__Tasks and exercises__
A - Extract, word for word, the portion of the passage on local birds starting with "I used to camp" and going on through "goes for steaks.".
B - Count the lines of the listing that contain the string "green" and report only that number.

━━ Document text ━━

We don't get chickadees and many of the other northern birds. But we get a lot of herons, egrets, skimmers, snipes, cranes, and other tropical water birds.

 

Ospreys are plentiful, I see them every day. Red-shouldered and red-tailed hawks.are frequently seen, and in the winter many of the northern hawks migrate through here. A pair of bald eagles nest in the wetland to the west of us, and although we don't see them often, it's a treat when we do.

 

I used to camp in the Everglades National Park a lot. I don't much anymore because thanks to Big Sugar bribing the government for the water, the wildlife is down over 90%. But when I did, I had some chicken on the grill, a red-tailed hawk swooped down, back to us, fanning that big red tail, and flew off with a big piece of chicken. That was worth the price of the chicken. Later that day I told a ranger about it, and he said he was surprised, because usually the hawk goes for steaks.

━━━
━━ Information supplied ━━

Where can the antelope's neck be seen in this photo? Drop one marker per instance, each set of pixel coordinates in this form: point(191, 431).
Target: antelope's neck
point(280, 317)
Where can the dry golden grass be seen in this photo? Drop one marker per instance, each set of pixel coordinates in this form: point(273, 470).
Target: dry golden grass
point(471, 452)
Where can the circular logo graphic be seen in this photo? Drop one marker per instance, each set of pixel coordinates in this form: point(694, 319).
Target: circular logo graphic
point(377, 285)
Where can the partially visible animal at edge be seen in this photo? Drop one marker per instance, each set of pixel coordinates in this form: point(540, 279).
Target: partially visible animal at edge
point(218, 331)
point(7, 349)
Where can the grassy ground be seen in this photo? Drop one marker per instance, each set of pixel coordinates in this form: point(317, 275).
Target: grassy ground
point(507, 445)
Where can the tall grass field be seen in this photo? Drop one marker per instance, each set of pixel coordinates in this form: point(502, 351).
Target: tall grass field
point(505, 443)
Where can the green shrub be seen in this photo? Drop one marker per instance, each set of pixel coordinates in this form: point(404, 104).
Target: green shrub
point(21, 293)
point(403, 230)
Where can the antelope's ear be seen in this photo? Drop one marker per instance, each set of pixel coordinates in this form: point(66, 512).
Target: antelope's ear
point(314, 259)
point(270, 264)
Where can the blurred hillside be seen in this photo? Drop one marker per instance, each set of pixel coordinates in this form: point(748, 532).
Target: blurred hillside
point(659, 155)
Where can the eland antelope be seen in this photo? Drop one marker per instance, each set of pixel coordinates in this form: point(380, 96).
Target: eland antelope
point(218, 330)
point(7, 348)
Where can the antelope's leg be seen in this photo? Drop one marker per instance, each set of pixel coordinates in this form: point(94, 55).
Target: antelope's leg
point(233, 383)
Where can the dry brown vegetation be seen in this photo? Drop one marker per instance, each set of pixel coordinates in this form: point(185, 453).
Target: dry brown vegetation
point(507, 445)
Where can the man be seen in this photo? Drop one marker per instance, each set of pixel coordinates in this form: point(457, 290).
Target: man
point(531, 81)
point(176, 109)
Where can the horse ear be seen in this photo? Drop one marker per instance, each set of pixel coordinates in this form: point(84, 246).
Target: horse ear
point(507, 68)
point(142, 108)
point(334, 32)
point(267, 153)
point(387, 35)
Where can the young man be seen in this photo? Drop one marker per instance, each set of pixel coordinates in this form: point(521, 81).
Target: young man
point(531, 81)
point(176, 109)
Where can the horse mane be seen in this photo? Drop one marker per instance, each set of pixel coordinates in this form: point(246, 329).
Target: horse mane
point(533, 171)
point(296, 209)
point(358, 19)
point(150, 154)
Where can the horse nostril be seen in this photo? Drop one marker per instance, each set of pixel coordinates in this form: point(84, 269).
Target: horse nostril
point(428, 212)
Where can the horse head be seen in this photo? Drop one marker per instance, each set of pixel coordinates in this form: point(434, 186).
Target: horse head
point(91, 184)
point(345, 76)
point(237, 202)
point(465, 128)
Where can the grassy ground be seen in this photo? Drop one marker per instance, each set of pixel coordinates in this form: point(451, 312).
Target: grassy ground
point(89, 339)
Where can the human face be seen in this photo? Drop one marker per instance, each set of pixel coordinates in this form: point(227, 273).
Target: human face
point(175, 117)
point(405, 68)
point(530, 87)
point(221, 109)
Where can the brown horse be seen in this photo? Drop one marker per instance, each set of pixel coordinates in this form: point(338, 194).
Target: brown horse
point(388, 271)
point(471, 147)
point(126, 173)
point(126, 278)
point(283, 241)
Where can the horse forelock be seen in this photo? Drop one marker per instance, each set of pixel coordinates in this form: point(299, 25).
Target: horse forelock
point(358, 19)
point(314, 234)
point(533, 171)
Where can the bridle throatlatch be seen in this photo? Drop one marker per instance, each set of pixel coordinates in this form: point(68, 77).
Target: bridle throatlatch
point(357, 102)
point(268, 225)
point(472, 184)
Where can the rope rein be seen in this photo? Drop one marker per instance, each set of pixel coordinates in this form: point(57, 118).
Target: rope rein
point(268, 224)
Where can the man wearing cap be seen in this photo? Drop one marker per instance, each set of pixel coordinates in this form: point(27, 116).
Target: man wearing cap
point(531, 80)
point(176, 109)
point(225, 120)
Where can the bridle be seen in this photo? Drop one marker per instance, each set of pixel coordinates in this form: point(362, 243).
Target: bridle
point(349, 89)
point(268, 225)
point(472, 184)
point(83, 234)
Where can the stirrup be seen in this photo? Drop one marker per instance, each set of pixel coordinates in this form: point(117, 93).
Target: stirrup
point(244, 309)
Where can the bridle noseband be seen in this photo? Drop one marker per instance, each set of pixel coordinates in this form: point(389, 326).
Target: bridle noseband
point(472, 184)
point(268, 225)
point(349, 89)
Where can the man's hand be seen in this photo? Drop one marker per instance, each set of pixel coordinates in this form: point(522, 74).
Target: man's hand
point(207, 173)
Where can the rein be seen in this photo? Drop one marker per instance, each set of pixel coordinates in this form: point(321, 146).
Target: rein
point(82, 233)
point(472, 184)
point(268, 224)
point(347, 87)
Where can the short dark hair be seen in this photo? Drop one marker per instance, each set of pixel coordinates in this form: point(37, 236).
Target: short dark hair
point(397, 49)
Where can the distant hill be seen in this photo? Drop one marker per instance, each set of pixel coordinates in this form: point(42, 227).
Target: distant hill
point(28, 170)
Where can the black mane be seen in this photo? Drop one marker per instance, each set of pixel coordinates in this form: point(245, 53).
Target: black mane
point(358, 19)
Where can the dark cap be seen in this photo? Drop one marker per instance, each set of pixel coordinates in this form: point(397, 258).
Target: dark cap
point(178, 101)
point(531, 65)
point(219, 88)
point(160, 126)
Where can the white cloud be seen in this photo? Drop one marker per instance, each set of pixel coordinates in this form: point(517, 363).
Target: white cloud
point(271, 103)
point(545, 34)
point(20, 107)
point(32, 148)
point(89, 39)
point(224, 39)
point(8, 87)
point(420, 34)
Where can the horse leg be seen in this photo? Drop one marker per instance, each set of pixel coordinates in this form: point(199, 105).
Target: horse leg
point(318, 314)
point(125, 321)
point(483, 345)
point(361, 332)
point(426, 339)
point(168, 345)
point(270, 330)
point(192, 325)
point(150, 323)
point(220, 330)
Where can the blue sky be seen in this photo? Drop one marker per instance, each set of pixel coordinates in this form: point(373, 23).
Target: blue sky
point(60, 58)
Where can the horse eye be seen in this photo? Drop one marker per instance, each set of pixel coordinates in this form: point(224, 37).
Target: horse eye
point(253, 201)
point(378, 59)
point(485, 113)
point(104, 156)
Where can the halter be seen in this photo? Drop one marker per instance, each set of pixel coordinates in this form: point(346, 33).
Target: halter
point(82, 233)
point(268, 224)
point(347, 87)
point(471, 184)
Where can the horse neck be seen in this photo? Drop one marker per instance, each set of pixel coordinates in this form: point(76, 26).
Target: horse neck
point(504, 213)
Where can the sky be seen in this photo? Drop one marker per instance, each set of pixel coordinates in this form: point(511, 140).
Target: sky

━━━

__Results for each task__
A -
I used to camp in the Everglades National Park a lot. I don't much anymore because thanks to Big Sugar bribing the government for the water, the wildlife is down over 90%. But when I did, I had some chicken on the grill, a red-tailed hawk swooped down, back to us, fanning that big red tail, and flew off with a big piece of chicken. That was worth the price of the chicken. Later that day I told a ranger about it, and he said he was surprised, because usually the hawk goes for steaks.

B - 2